## Zitierter Textauszug
• • •
Abgang: Leicht rauchig klingt er aus. Dazu auch wieder die Birnen und die Bitterstoffe. Er wärmt wunderbar, ist aber mit dne über 60% nicht unangenehm. Der Alkohol ist gut eingebunden, wie man so schön sagt.
Fazit: Ziemlich gut gelungen würde ich sagen. Klar durchaus jung. Das kann und muss er nicht verschleiern. Davon würde ich gerne mehr trinken in Zukunft und schauen mit Freude auf die weitere Reifung! 86/100
Annandale 2015 Whisky Druid
Und da machen wir doch gleich weiter: Noch eine unabhängige Annandale Abfüllung. Diesmal ein paar Monate älter und aus dem 1st Fill Ex-Oloroso Hogshead. Abgefüllt durch Michel Reick unter seinem Label Whisky Druid. Könnte ein klassicher Fall von „Fass schlägt Reifung“ sein, aber Michel ist ja der deutsche Fassflüsterer, der wird das schon ordentlich gemacht haben. 335 Flaschen gibt es und 57,6% hat er. Link zur Whiskybase
Nase: Ein wenig Käse zu Begin. Dann Heidelbeeren, Leder und Tabak. Süßer Rauch mit Erdbeeren kommt dazu. Das ist alles vielversprechend im Sherrysegement. Der Peat kommt erst noch langer Zeit zum Vorschein, fügt sich aber gut ein. Dann kann man auch noch eine metalische Note vernehmen.
• • •
## Einträge
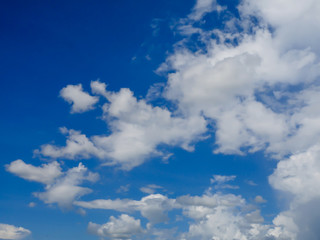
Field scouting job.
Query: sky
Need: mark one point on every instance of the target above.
(162, 120)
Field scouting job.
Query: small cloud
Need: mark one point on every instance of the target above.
(81, 101)
(32, 204)
(81, 212)
(12, 232)
(260, 199)
(251, 183)
(219, 179)
(150, 189)
(123, 189)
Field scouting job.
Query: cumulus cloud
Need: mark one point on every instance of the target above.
(137, 128)
(210, 216)
(81, 101)
(154, 207)
(60, 187)
(12, 232)
(150, 189)
(202, 7)
(255, 82)
(45, 174)
(117, 228)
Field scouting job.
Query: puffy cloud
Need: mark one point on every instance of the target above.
(78, 146)
(66, 189)
(202, 7)
(210, 216)
(259, 199)
(81, 101)
(150, 189)
(61, 187)
(137, 128)
(12, 232)
(45, 174)
(154, 207)
(117, 228)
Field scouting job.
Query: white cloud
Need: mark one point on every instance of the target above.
(220, 179)
(61, 187)
(117, 228)
(259, 199)
(66, 189)
(151, 188)
(81, 101)
(12, 232)
(210, 216)
(154, 207)
(45, 174)
(202, 7)
(137, 128)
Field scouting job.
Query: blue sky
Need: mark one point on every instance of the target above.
(173, 120)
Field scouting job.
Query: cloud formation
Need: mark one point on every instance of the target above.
(137, 128)
(12, 232)
(81, 101)
(60, 187)
(117, 228)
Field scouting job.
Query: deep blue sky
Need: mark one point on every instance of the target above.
(46, 45)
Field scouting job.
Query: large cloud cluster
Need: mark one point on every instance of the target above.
(255, 82)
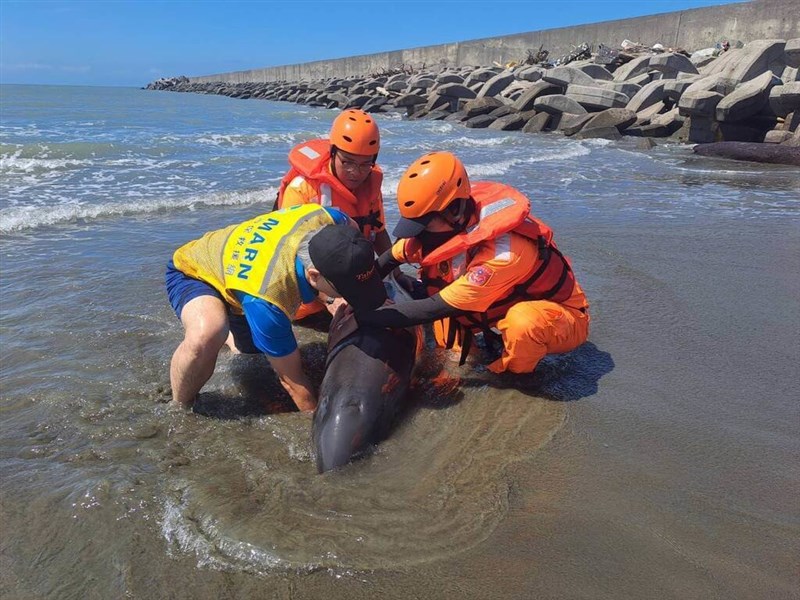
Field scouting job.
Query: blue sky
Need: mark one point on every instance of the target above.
(133, 43)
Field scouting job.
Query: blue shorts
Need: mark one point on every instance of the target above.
(181, 288)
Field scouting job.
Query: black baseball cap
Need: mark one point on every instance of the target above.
(347, 259)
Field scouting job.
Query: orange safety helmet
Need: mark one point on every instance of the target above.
(428, 186)
(356, 132)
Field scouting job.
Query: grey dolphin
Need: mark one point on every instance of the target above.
(365, 384)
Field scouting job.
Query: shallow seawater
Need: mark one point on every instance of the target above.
(657, 460)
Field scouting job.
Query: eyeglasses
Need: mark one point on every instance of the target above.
(353, 166)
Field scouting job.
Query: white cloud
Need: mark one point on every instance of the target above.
(46, 67)
(29, 67)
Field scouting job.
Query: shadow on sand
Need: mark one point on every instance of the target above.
(253, 388)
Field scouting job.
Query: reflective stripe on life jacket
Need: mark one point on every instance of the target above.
(311, 161)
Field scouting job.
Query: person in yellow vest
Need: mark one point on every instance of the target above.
(488, 265)
(249, 279)
(340, 172)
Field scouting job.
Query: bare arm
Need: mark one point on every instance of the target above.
(290, 372)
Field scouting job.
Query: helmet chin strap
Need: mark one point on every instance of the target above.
(461, 218)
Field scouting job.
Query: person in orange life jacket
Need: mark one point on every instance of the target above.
(340, 172)
(488, 265)
(249, 279)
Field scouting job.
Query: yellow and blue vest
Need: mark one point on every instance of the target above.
(256, 257)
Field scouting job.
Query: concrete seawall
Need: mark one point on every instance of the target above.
(688, 29)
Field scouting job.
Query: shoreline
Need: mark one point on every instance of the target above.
(748, 95)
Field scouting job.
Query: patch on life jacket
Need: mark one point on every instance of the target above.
(479, 275)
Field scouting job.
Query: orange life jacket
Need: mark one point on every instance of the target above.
(311, 160)
(501, 209)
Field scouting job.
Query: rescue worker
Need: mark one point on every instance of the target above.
(488, 265)
(340, 172)
(249, 279)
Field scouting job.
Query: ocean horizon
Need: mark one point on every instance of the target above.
(657, 460)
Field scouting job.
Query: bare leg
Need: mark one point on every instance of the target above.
(205, 321)
(231, 344)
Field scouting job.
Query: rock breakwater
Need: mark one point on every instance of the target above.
(747, 94)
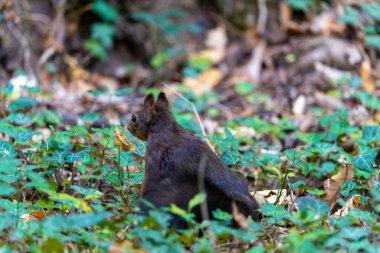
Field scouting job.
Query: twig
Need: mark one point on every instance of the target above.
(263, 16)
(195, 111)
(256, 61)
(24, 45)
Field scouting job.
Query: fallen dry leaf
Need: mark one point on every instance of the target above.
(205, 81)
(332, 186)
(270, 196)
(217, 38)
(122, 141)
(365, 74)
(36, 215)
(125, 246)
(299, 105)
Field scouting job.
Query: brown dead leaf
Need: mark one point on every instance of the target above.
(365, 74)
(326, 23)
(205, 81)
(270, 196)
(240, 219)
(217, 38)
(332, 186)
(76, 71)
(125, 246)
(350, 204)
(122, 141)
(36, 215)
(215, 55)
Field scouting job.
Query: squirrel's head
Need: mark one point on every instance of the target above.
(140, 122)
• • •
## Aufgabenstellung
Gib an, wie viele Flaschen es laut der Whisky-Verkostung von der Annandale-2015-Abfüllung von Whisky Druid gibt.

## Antwort
335 Flaschen.